··· Extracted data ···

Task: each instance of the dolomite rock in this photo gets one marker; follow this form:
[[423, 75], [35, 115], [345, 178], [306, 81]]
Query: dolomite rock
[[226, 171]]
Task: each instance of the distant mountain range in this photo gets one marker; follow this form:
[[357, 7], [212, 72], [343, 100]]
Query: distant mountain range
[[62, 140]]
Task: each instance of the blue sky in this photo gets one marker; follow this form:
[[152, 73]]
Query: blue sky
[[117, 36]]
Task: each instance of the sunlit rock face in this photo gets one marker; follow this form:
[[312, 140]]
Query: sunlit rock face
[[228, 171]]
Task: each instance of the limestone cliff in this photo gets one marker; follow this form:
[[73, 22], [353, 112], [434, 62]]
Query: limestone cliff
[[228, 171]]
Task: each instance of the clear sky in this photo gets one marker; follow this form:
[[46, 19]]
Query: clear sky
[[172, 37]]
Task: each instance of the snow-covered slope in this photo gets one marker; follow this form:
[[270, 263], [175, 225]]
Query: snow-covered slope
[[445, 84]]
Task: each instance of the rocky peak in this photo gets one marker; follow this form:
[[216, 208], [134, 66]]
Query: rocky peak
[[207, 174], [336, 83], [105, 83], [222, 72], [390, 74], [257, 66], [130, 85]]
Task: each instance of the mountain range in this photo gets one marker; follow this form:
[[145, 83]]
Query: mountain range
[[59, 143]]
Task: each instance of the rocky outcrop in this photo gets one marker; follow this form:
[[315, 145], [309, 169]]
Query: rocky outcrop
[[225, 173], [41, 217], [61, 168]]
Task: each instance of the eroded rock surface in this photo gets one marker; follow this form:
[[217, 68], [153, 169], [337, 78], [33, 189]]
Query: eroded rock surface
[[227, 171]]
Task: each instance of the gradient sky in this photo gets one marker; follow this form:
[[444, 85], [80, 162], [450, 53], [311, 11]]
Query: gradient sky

···

* Exercise goal *
Write out every entry again exactly, please, with nothing missing.

* Expected output *
Task: each instance of the dolomite rock in this photo gets one marker; follow this form:
[[423, 75], [35, 115], [345, 178], [306, 81]]
Query: dolomite rock
[[226, 171]]
Task: each instance of the distant mountain range in this photo gets one marker; follow this form:
[[357, 7], [212, 72], [343, 100]]
Query: distant mountain range
[[62, 140]]
Task: each instance of the blue sky in this photo gets one marker; follow this form:
[[152, 73]]
Query: blue sky
[[117, 36]]
Task: each instance of the sunlit rock face in this photo gets one marker; follow this form:
[[312, 140]]
Query: sunlit rock face
[[228, 171]]
Task: each instance of the limestone cliff in this photo gets one marker; follow this form:
[[73, 22], [353, 112], [434, 62]]
Query: limestone cliff
[[228, 171]]
Task: each instance of the clear sky in this photo gets one marker; follow this form:
[[46, 19]]
Query: clear sky
[[172, 37]]
Task: each instance of the snow-covered slope in this photo gets one marker; follow this form:
[[270, 263], [175, 225]]
Query: snow-covered slope
[[445, 84]]
Task: each instance of the rocky peak in this photo gets one marker; follow this form:
[[216, 208], [134, 66]]
Query: rocky peak
[[207, 174], [336, 83], [105, 83], [222, 72], [390, 74], [257, 66], [130, 85]]
Task: each instance of the mountain range in this photo gets one marker; follow this form:
[[145, 83]]
Query: mountain range
[[59, 143]]
Task: each instance of the rocky outcrop in this photo gets one marker; follow this form:
[[315, 145], [309, 169]]
Query: rocky outcrop
[[225, 173], [41, 217], [61, 168]]
Task: each instance of the eroded rock surface in this photo gets one marker; follow this form:
[[217, 68], [153, 169], [337, 78], [33, 189]]
Query: eroded rock surface
[[227, 171]]
Task: each instance of the gradient sky in this photo gets one marker; follow this form:
[[444, 85], [80, 162], [450, 53], [311, 11]]
Query: gradient sky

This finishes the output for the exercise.